What the task requires —
All the data should be transcribed exactly, with every line kept.

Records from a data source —
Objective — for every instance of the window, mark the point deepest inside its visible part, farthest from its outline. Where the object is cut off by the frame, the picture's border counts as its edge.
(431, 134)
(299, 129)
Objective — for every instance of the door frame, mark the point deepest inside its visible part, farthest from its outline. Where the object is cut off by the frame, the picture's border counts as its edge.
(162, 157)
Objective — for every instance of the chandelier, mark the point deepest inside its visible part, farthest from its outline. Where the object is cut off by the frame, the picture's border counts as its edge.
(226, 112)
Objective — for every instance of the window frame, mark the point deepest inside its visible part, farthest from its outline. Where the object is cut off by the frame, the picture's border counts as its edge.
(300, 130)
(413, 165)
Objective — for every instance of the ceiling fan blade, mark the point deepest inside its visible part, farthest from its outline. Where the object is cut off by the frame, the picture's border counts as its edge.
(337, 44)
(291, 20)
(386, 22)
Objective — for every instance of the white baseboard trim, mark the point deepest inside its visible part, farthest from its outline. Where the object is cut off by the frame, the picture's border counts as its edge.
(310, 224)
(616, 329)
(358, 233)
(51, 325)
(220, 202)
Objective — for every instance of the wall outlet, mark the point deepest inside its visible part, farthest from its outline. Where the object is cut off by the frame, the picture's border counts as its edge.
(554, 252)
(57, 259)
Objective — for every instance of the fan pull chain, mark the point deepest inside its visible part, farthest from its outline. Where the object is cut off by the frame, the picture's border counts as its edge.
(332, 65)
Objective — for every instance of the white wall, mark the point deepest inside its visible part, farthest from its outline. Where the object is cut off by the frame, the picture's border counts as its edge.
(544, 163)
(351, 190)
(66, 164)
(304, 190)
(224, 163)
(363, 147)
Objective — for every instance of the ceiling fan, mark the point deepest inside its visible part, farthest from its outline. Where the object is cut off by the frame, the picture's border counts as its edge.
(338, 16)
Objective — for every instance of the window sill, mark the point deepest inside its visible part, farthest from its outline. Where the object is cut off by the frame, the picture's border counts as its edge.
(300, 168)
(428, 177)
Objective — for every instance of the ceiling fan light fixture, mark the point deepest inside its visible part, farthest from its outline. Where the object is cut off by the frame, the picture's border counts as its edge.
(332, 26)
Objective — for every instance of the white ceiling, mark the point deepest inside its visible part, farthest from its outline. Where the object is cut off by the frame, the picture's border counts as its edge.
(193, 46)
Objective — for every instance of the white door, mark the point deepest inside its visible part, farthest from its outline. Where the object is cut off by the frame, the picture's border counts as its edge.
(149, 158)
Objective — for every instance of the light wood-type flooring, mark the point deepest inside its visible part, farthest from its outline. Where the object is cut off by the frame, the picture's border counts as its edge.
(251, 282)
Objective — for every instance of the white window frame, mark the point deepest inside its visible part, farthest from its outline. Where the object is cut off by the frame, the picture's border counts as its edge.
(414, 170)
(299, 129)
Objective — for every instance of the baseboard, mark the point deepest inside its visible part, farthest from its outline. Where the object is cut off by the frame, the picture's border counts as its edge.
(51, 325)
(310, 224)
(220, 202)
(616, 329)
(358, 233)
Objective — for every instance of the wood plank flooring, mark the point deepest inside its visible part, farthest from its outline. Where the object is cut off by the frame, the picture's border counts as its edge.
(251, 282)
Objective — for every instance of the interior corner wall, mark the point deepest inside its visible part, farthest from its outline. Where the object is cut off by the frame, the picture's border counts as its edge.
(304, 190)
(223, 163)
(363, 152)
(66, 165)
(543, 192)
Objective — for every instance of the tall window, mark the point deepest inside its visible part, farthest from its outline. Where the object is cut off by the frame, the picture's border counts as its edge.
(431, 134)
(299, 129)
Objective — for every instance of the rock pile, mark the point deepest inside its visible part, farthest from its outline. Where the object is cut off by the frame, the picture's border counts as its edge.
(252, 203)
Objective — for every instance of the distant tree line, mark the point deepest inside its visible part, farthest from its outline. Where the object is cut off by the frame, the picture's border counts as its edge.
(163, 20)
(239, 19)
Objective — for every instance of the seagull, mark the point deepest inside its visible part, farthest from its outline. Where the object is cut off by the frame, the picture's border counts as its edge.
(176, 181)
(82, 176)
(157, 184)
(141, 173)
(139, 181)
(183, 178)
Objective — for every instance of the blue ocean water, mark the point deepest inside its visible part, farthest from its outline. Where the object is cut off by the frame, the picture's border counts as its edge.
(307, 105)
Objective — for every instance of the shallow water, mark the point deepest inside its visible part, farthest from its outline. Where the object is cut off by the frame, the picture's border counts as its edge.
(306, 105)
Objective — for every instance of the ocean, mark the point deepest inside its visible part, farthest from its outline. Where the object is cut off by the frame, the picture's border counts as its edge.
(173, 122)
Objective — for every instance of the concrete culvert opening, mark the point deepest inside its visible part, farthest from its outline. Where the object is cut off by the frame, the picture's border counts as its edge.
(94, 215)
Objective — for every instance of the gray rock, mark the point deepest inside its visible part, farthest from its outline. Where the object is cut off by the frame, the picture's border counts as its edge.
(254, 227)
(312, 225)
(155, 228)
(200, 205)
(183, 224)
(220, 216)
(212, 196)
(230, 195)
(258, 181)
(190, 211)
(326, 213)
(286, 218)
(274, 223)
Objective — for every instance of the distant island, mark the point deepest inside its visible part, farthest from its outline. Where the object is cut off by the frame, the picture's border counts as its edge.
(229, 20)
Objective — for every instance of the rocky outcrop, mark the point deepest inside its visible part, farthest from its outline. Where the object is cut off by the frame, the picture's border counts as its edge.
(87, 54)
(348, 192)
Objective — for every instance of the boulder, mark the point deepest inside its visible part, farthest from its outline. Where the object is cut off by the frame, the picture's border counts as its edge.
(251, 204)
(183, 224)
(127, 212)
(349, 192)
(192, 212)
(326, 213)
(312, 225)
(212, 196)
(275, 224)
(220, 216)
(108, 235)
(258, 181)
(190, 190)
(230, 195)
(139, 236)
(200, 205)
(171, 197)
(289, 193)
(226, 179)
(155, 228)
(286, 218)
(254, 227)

Response to this task —
Objective — for every instance of the window, mark the point deepest inside its visible part, farthest from its outline. Where the object is cut off by the frame, the picture's border counts as its edge.
(431, 134)
(299, 129)
Objective — for every instance of the door frame, mark the point deepest inside its visible part, farthest from its outline. Where the object is cut off by the frame, the picture's border counts as its edge.
(162, 157)
Objective — for every instance of the chandelier, mark the point deepest inside its visible part, farthest from its outline. Where the object is cut off by the frame, the picture's border counts as its edge.
(226, 112)
Objective — for every instance of the window frame, mark the point deepest inside its visible part, farthest from its outline. Where the object is cut off by the frame, the picture's border counts as its edge.
(300, 130)
(413, 165)
Objective — for every instance of the ceiling fan blade, mark the point deepest inside its visible part, farthest from its outline. Where the object is cut off by the frame, the picture's border counts as its edge.
(337, 44)
(291, 20)
(386, 22)
Objective — for every instance of the white baseboard trim, mark the point deepest inside its visible part, farthest from its outline. Where the object is cut off by the frame, the picture's border counts as its edge.
(310, 224)
(616, 329)
(358, 233)
(51, 325)
(220, 202)
Objective — for every instance of the wall outlet, mark the point deepest inside its visible part, farthest from its outline. Where the object is cut off by the frame, the picture's border counts as its edge.
(554, 252)
(57, 259)
Objective — for every instance of the fan pull chain, mark the point deepest inside its visible part, farthest from its outline. Where the object is cut off by the frame, the picture's border counts as its edge.
(332, 65)
Objective — for every instance of the white wall, mark the point deepest inside its visible part, farthest from its outline. Where the object is cut off by the frame, the picture's border counts as its edge.
(544, 163)
(351, 190)
(66, 164)
(304, 190)
(224, 163)
(363, 147)
Objective — for every instance of the ceiling fan, mark the point deepest inside its visible part, farthest from its outline. Where the object is cut off by the frame, the picture's border counts as its edge.
(338, 16)
Objective — for every instance of the window sill, mark the point deepest inside its visible part, farthest from its outline. Where the object is cut off by the frame, the picture's border counts as its edge.
(300, 168)
(428, 177)
Objective — for every instance of the ceiling fan light fixture, mark the point deepest inside its visible part, farthest from its outline. Where the object is cut off by the frame, the picture's border counts as its edge.
(332, 26)
Objective — for every instance of the white ceiling, mark the point deepest inside its visible part, farthest from its outline. Where the object is cut off by the frame, the picture's border counts as its edge.
(193, 46)
Objective — for every instance of the white door, mark the point deepest inside its visible part, farthest from its outline. Where the object is cut off by the frame, the picture's border counts as its edge.
(149, 158)
Objective — for every instance of the light wood-type flooring, mark the point deepest inside its visible part, farthest from its outline. Where the object is cut off by the frame, the picture's border counts as its edge.
(251, 282)
Objective — for every instance of the white window frame, mark the point deepest inside its visible part, farthest from its outline. Where the object is cut off by the frame, the picture's border counts as its edge.
(414, 170)
(299, 129)
Objective — for every instance of the baseboard, mark the point deepest inside its visible part, farthest from its outline. Where the object is cut off by the frame, the picture's border counts as its edge.
(51, 325)
(310, 224)
(220, 202)
(616, 329)
(358, 233)
Objective — for every instance of the wood plank flooring, mark the point deepest inside its visible part, farthest from its outline. Where the object is cut off by the frame, the picture's border counts as its edge.
(251, 282)
Objective — for every instance of the interior corner wall, mark the point deepest inside its visible part, farthest from its outline. Where the object is cut off by the frame, the picture's border counts as its edge.
(304, 190)
(223, 163)
(363, 152)
(66, 165)
(543, 192)
Objective — for every instance of the tall window, mark the point deepest inside its visible part, farthest from its outline. Where the object is cut off by the frame, the picture's border counts as its edge.
(431, 134)
(299, 129)
Objective — for every instance of the rock pile, mark the point deepest inside its visible part, farthest from its outline. Where the object is cut off by the frame, the picture's border counts as its edge.
(252, 203)
Objective — for every instance of the distant tree line, mark the point deepest inside its visible part, farthest from its outline. Where the object is cut off by the frame, the picture's border counts as its edge.
(163, 20)
(239, 19)
Objective — for every instance of the seagull, mark the point deepest inside its visible part, farthest from its outline. Where the object is cut off by the frame, the picture's border counts as its edge.
(176, 181)
(82, 176)
(157, 184)
(141, 173)
(139, 181)
(183, 178)
Objective — for every instance of the blue ocean water, mark the point deepest inside its visible part, farthest from its outline. Where the object is cut off by the frame, the picture's border counts as its edge.
(307, 105)
Objective — for every instance of the shallow water, mark the point deepest inside its visible part, farthest from its outline. Where the object is cut off by the frame, the picture's border counts as its edge.
(306, 105)
Objective — for every instance of the ocean, mark the point deepest inside its visible part, farthest from its outline. Where the object is cut off by the frame, the picture's border counts as its edge.
(173, 122)
Objective — for every instance of the concrete culvert opening, mark the point deepest inside its visible part, farthest from its outline. Where the object is cut off by the frame, the picture's border counts as its edge.
(94, 215)
Objective — for every instance of the gray rock, mark the point deepest inside its visible part, farthest from its outline. Where the object is cut off by the frame, the picture's border counts as its edge.
(254, 227)
(312, 225)
(155, 228)
(200, 205)
(183, 224)
(220, 216)
(212, 196)
(230, 195)
(258, 181)
(190, 211)
(326, 213)
(286, 218)
(274, 223)
Objective — for every instance of the distant island, mark the point deepest inside its visible part, farthest from its outline. Where the object is cut off by the frame, the picture's border counts as its edge.
(229, 20)
Objective — for every instance of the rocky outcrop, mark the point deepest inside its visible part, farthest from its outline. Where the object is cut off by the frame, the picture's border counts as its edge.
(87, 54)
(348, 192)
Objective — for every instance of the boulder, mark the point deepest inside its visible part, farthest from its outline. Where the object is cut off by the frame, the picture's border counts as its edge.
(251, 204)
(183, 224)
(127, 212)
(349, 192)
(192, 212)
(326, 213)
(312, 225)
(212, 196)
(275, 224)
(220, 216)
(108, 235)
(258, 181)
(190, 190)
(230, 195)
(139, 236)
(200, 205)
(171, 197)
(289, 193)
(226, 179)
(155, 228)
(286, 218)
(254, 227)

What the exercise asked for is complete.